Document extract
·····

Colleagues of Cosby from that path breaking sitcom — which, though anodyne, provided black Americans with an aspirational family of the kind that had never been seen on television — reflect on how almost no one ever saw his wife, Camille, on the set, and recall the steady stream of models who waited outside his dressing room. Everyone shrugged. At the same time, Cosby was building a reputation as a moralist, one who focused his critiques on other blacks. In his 1987 standup film Raw, Eddie Murphy recalled how Cosby called to chastise him for using profanity in his act. In the 2000s, Cosby won much praise from conservatives when he became an outspoken advocate of black self-improvement as opposed to dwelling on victim narratives. Bell notes that many blacks applauded Cosby’s message but others felt betrayed.
Taking the full measure of all of these complexities and nuances makes We Need to Talk About Cosby riveting, an essential document. It’s also a brave one: Its final episode features a seemingly off-limits conversation about what Bell calls “black protectionism.” Many blacks dismissed the waves of serious allegations against a longtime idol and turned to conspiracy theories to refute them. (One rumor was that Cosby was in the process of buying NBC when his accusers began stepping forward, and this supposedly proved that “they” could never let a black man own NBC. In fact, NBC had been aware that as many as 15 women, one of whom had won a legal settlement, had charged Cosby with sexual assault when it announced a new sitcom deal with him in 2014.)

·····

Data records
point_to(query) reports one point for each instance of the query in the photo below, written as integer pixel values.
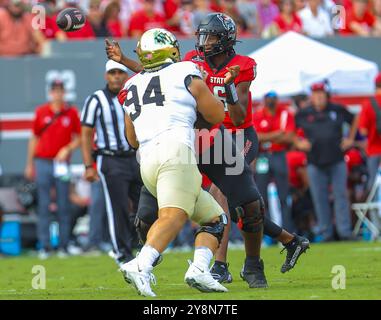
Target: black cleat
(220, 272)
(158, 260)
(254, 275)
(294, 250)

·····

What you need to do
a – In the Cosby passage, what did Eddie Murphy recall in his 1987 standup film Raw?
b – Return the part of the Cosby passage that begins at the words "Colleagues of Cosby" and stops after "others felt betrayed.", copying it word for word.
c – Take the Cosby passage further by continuing it from the point where it stops.
The items are separate from the Cosby passage.

Solved problems
a – He recalled that Cosby called to chastise him for using profanity in his act.

b –
Colleagues of Cosby from that path breaking sitcom — which, though anodyne, provided black Americans with an aspirational family of the kind that had never been seen on television — reflect on how almost no one ever saw his wife, Camille, on the set, and recall the steady stream of models who waited outside his dressing room. Everyone shrugged. At the same time, Cosby was building a reputation as a moralist, one who focused his critiques on other blacks. In his 1987 standup film Raw, Eddie Murphy recalled how Cosby called to chastise him for using profanity in his act. In the 2000s, Cosby won much praise from conservatives when he became an outspoken advocate of black self-improvement as opposed to dwelling on victim narratives. Bell notes that many blacks applauded Cosby’s message but others felt betrayed.

c –
As late as July 2015, when New York magazine published a stark cover story with 35 of Cosby’s accusers lined up to tell very similar stories about sexual assault, “for many black folks this was just a white magazine we don’t read,” says Bell. “How can we trust this?” One of Bell’s interviewees, comic Chris Spencer, says, “As black people, we are going to give you about 15 chances. R. Kelly? Bullsh**. O.J.? Come on. . . . You know they love taking down our heroes.” Spencer frankly admits he didn’t change his mind until he saw a televised interview with Beverly Johnson — a black accuser.
Another talking head, commentator Roland Martin, says, “This story was initially seen as white women accusing a black man of sexual impropriety and that, for African Americans, caused us to go, ‘Hold up, what’s going on here?’ ” Bell cites “the general feeling in the black community that black men need to be protected at all costs, even if their crimes are awful.” To accompany these words, he posts pictures of O.J. Simpson. It’s a critical acknowledgment. We all know Simpson got away with murder, we all know why, and it’s important for people to reckon with this truth.
It wasn’t until comic Hannibal Buress savaged Cosby in a standup bit that went viral in October 2014 that the culture began to confront just how wrong we’d all been about America’s Dad. Freed last summer after serving only two years in prison, he has nearly escaped punishment for his acts. He should have spent most of his adult life in prison.
“People say the worst thing about Cosby is that he was a hypocrite,” deadpanned the late Norm Macdonald in a clip included in Bell’s film. “I don’t think that was the worst thing about him.”